## WHAT IS EXPECTED
Note the line where "What to find: queue of car" appears in the data below; write it out exactly, along with every line that comes after it to the end.

::::

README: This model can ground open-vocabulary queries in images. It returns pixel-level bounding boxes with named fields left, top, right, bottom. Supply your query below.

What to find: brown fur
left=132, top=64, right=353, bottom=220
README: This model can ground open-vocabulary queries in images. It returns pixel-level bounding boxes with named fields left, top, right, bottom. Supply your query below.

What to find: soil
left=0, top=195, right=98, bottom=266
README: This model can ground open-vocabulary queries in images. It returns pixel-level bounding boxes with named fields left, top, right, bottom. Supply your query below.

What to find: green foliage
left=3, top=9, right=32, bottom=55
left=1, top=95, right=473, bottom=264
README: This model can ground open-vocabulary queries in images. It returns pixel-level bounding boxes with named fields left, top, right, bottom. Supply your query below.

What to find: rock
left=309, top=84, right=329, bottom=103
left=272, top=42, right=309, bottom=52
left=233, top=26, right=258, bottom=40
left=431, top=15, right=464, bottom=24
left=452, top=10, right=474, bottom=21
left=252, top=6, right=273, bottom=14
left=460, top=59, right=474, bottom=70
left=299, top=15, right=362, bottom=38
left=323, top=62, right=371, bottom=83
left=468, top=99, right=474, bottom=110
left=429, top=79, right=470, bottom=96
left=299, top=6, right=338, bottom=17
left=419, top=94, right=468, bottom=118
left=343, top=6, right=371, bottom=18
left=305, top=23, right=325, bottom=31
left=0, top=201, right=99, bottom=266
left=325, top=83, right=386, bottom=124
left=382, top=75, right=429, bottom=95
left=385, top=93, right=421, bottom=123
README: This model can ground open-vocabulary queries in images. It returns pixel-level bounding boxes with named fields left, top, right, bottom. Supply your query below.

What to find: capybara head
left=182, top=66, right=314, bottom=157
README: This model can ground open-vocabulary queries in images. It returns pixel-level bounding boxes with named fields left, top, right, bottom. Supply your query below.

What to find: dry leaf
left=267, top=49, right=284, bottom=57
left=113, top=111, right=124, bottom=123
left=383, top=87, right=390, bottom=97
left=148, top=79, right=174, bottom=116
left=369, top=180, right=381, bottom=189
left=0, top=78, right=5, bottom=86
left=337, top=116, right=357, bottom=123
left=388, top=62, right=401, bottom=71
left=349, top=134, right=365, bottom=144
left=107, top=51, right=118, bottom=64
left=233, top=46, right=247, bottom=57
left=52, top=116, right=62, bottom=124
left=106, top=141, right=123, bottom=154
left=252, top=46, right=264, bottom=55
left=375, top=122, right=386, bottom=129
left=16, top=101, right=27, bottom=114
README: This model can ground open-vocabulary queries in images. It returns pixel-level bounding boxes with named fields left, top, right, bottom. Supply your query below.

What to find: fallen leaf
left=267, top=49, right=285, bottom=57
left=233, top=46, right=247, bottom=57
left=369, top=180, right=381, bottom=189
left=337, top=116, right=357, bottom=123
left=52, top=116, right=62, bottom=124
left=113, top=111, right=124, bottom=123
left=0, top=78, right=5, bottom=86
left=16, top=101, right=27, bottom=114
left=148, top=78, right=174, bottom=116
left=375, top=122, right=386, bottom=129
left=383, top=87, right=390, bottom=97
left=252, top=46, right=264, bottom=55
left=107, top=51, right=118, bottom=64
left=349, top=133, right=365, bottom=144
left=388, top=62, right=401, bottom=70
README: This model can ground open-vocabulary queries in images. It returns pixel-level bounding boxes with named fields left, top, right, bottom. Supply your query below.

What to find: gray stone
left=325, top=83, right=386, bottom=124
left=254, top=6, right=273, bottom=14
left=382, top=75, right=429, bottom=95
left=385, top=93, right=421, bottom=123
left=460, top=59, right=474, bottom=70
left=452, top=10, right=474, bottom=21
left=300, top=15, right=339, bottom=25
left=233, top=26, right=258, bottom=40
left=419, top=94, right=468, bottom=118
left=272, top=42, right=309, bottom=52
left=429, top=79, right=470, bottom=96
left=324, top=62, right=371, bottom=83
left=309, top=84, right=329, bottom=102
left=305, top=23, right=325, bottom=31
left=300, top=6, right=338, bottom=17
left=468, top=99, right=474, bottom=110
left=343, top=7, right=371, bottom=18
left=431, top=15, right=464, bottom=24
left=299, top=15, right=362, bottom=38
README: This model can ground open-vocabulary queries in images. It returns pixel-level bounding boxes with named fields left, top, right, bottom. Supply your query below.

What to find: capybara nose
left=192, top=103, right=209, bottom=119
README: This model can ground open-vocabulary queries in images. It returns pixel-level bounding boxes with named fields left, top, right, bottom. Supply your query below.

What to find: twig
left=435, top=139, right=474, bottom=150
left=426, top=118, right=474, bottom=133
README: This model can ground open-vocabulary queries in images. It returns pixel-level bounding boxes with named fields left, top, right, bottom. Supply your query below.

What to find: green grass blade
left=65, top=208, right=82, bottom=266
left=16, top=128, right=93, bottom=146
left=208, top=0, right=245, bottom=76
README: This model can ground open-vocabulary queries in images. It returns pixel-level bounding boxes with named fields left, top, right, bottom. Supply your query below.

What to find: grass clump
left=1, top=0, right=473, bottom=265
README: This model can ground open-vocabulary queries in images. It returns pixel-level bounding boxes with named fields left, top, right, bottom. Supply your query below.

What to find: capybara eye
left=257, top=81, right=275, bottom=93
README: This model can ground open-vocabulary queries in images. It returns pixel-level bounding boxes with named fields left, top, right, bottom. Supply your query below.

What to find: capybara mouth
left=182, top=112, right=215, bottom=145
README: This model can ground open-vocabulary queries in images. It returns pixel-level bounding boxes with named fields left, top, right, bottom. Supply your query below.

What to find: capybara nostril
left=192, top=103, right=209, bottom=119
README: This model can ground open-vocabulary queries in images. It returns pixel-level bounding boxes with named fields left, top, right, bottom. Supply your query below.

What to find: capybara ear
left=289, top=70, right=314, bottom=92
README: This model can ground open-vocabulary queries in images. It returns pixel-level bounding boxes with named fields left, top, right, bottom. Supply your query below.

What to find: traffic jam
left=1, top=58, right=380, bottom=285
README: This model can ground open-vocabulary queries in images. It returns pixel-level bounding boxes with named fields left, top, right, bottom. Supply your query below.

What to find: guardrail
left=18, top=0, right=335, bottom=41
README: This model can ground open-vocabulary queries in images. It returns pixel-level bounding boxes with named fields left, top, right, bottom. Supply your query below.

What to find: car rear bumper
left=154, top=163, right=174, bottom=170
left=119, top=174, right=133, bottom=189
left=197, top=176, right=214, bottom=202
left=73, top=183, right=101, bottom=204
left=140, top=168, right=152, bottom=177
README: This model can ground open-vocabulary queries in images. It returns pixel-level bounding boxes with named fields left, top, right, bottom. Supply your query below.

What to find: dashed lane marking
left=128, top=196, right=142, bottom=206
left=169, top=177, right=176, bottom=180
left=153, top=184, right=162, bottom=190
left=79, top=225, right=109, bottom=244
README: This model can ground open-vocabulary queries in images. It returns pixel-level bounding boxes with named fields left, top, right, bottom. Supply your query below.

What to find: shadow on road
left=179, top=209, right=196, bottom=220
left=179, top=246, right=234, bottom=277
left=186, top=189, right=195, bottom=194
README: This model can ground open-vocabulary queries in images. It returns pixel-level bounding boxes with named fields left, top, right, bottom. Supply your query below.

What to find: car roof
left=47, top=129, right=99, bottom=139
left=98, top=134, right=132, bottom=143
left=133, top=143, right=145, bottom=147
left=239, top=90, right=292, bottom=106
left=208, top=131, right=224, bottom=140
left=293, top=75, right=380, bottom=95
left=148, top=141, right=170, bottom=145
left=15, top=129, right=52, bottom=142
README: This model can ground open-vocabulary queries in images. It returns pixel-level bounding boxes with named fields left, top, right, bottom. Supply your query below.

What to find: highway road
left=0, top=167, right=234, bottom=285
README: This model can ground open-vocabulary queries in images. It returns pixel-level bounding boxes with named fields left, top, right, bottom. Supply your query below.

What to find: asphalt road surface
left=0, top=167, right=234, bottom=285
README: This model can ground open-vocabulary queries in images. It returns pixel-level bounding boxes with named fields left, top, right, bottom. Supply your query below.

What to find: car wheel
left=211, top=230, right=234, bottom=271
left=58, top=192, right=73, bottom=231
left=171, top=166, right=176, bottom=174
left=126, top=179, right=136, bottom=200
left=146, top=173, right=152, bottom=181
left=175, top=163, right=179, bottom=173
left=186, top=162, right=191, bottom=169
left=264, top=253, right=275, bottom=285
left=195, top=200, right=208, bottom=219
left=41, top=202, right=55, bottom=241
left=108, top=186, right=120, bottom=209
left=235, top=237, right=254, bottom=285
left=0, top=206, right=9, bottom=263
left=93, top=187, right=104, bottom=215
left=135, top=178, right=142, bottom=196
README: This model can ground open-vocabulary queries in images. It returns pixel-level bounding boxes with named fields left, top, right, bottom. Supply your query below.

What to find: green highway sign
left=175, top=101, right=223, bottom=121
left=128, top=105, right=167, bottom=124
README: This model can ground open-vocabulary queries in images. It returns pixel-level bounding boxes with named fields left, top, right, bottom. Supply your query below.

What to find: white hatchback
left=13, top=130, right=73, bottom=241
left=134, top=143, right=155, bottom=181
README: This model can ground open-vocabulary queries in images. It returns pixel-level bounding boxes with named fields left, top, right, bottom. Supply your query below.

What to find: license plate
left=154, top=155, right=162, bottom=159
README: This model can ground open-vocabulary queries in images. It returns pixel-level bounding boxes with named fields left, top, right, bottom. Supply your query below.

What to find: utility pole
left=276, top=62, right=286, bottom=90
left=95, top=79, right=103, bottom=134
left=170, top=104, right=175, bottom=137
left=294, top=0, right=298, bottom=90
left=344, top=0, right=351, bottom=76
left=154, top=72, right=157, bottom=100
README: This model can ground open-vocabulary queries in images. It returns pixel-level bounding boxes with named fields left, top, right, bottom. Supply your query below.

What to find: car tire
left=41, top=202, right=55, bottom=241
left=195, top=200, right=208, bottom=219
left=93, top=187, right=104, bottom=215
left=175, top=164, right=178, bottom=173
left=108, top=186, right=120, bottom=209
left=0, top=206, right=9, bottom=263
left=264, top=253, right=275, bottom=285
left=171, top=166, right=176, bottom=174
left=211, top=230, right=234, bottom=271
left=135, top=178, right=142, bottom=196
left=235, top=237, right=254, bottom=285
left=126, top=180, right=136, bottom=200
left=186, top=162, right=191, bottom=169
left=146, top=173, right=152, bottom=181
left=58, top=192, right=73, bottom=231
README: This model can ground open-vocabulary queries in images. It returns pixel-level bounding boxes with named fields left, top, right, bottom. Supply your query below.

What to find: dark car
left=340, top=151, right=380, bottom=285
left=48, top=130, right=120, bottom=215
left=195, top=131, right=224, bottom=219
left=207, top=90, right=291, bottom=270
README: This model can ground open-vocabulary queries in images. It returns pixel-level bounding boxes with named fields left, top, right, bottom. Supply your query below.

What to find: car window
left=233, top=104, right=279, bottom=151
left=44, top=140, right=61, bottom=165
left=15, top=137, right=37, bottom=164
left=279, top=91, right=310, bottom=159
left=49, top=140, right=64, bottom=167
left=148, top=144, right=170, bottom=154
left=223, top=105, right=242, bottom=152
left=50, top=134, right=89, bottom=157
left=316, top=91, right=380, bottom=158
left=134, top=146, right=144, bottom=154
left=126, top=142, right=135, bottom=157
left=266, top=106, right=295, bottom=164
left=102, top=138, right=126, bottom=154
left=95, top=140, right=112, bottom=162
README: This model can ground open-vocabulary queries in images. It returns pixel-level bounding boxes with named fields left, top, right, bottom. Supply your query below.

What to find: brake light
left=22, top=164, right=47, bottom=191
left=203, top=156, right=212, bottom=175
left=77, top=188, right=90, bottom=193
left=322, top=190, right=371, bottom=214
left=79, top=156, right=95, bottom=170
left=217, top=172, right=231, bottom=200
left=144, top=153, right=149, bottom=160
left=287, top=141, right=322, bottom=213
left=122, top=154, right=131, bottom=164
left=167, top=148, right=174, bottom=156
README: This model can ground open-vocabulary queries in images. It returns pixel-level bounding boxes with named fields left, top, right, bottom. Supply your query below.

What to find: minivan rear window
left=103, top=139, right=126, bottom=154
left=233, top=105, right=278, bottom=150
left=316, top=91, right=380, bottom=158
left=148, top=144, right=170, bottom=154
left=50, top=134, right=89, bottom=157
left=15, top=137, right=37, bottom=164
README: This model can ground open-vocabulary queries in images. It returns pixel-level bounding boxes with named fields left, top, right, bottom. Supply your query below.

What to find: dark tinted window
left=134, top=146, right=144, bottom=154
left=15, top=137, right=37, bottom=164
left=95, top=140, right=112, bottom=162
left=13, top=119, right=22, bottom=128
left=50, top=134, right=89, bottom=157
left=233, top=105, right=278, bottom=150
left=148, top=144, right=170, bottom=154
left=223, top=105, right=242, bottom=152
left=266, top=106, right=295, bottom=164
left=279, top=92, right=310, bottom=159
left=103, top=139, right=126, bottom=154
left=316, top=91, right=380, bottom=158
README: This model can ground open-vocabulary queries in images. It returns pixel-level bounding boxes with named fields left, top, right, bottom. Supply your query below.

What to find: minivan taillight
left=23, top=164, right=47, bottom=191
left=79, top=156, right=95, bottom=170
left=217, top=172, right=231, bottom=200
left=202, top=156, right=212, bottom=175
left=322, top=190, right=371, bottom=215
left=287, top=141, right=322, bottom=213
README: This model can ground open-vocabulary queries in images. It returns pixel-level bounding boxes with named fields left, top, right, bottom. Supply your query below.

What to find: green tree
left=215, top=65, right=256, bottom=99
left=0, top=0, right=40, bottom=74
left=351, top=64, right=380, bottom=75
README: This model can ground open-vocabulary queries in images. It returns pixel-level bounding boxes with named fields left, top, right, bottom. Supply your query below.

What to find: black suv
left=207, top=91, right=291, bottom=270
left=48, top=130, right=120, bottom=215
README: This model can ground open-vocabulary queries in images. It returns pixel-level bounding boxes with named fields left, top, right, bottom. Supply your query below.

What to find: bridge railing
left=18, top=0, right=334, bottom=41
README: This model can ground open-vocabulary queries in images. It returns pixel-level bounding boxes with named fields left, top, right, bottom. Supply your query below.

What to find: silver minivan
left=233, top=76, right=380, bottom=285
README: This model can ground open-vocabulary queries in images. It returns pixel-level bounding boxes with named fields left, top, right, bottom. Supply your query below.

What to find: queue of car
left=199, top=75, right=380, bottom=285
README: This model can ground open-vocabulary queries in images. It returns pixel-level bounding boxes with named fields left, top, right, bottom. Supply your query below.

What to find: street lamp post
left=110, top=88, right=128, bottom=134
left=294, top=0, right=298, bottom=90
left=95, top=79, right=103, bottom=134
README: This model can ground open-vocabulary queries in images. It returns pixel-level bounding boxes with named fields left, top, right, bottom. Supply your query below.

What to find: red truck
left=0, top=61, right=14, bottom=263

::::

## RESPONSE
What to find: queue of car
left=199, top=75, right=380, bottom=285
README: This model can ground open-vocabulary queries in images. It returns pixel-level bounding boxes with named fields left, top, right, bottom. Supply your query below.

What to find: street lamp post
left=110, top=88, right=128, bottom=134
left=294, top=0, right=298, bottom=90
left=95, top=79, right=103, bottom=134
README: This model can ground open-vocabulary queries in images. It returns pixel-level bounding boxes with named fields left, top, right, bottom. Supply your query below.

What to find: red truck
left=0, top=61, right=14, bottom=263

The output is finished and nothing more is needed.